--- Extrait du document ---
● ● ● ● ●
Le 8 novembre 2024, le groupe français JIRO a dévoilé Elevate Spirit, son tout premier EP, qui s’impose déjà comme une référence sur la scène métal.
Avec ses sonorités mêlant énergie brute et sophistication progressive, cet opus navigue habilement entre douceur et intensité, chant clair et scream. À travers cet album, JIRO délivre un message porteur d’espoir : une exploration des défaites et des peurs de la vie, offrant à l’auditeur une opportunité de se reconnaître, de se rassurer, et de se sentir moins seul. Ce contraste entre puissance sonore et profondeur émotionnelle est un paradoxe souvent présent dans le métal, mais que JIRO maîtrise avec brio.
Elevate Spirit marque un tournant pour le groupe : il s’agit de leur premier projet avec leur lineup officiel, après avoir travaillé sur d’autres morceaux avec une formation différente. L’alchimie entre les membres actuels transparaît nettement dans cet EP disponible sur toutes les plateformes.
● ● ● ● ●
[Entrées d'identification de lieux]

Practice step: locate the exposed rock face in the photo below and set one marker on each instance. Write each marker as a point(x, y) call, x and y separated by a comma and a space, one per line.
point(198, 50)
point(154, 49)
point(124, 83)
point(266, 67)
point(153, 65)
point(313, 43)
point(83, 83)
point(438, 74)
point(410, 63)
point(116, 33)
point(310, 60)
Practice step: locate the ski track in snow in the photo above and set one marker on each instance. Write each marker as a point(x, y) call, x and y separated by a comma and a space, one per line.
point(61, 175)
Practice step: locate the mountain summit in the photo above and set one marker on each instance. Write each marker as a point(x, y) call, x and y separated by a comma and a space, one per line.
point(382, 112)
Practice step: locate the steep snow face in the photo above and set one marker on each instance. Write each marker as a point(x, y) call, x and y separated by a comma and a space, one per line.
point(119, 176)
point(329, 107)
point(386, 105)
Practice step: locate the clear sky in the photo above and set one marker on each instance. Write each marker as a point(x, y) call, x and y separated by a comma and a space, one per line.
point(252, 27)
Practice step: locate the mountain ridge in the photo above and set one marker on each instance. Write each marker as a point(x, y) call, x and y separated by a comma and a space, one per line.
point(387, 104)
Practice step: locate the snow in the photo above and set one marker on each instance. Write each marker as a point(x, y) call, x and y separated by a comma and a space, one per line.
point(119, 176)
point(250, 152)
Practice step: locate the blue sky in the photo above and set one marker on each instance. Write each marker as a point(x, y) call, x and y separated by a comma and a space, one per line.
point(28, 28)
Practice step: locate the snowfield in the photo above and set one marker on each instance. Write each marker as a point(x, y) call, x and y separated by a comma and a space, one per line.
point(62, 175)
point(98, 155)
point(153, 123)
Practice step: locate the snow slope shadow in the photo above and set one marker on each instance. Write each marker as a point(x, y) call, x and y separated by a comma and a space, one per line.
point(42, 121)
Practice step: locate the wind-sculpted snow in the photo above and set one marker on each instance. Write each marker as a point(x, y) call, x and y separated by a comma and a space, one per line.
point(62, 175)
● ● ● ● ●
--- Consigne ---
Pouvez-vous recopier mot pour mot le passage de l'article sur l'EP de JIRO situé entre « Avec ses sonorités » et « maîtrise avec brio. », bornes comprises ?

--- Réponse rédigée ---
Avec ses sonorités mêlant énergie brute et sophistication progressive, cet opus navigue habilement entre douceur et intensité, chant clair et scream. À travers cet album, JIRO délivre un message porteur d’espoir : une exploration des défaites et des peurs de la vie, offrant à l’auditeur une opportunité de se reconnaître, de se rassurer, et de se sentir moins seul. Ce contraste entre puissance sonore et profondeur émotionnelle est un paradoxe souvent présent dans le métal, mais que JIRO maîtrise avec brio.